__What is required__
In the entries below, count the lines that contain the word "Where" and give only that number.

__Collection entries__
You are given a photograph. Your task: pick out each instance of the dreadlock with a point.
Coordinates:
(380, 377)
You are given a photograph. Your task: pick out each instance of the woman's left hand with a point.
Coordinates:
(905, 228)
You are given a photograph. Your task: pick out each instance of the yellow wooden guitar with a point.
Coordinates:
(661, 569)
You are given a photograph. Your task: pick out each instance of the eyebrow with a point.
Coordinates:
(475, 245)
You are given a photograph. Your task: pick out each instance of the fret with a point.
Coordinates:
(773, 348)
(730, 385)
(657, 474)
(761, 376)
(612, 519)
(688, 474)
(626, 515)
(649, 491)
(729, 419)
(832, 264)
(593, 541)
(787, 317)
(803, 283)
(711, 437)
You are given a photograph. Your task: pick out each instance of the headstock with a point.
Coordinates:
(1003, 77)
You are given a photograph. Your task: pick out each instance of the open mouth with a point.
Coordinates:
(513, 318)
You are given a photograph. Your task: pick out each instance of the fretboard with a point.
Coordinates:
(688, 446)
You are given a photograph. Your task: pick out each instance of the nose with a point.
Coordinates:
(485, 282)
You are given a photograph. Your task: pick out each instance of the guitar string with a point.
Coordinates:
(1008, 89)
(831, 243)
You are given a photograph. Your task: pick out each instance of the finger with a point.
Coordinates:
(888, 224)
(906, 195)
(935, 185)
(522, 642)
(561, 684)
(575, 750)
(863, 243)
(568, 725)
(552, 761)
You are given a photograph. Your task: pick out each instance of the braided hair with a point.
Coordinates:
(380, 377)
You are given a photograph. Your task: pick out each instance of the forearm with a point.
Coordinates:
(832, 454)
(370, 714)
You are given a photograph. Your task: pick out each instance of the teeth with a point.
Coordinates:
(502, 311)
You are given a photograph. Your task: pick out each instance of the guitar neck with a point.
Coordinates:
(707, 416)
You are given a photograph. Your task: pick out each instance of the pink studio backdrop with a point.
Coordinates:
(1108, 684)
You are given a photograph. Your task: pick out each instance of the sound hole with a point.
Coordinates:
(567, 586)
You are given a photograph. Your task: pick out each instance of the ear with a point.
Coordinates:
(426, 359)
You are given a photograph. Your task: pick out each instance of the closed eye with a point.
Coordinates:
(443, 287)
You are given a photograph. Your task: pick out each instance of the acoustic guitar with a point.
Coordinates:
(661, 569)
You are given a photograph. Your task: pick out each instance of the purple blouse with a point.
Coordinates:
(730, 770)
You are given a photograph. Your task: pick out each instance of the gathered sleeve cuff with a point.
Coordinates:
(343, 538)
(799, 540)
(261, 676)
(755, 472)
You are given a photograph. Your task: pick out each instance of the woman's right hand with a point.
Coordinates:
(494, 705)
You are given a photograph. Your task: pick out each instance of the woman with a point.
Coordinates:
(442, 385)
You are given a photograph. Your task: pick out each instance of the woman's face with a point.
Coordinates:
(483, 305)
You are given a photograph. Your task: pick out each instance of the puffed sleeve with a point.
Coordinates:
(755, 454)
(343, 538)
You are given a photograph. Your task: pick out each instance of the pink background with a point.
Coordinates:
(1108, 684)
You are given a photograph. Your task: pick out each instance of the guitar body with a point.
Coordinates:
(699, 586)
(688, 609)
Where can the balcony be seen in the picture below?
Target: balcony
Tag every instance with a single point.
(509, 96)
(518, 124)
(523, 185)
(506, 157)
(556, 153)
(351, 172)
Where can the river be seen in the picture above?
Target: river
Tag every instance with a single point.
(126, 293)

__Your solution__
2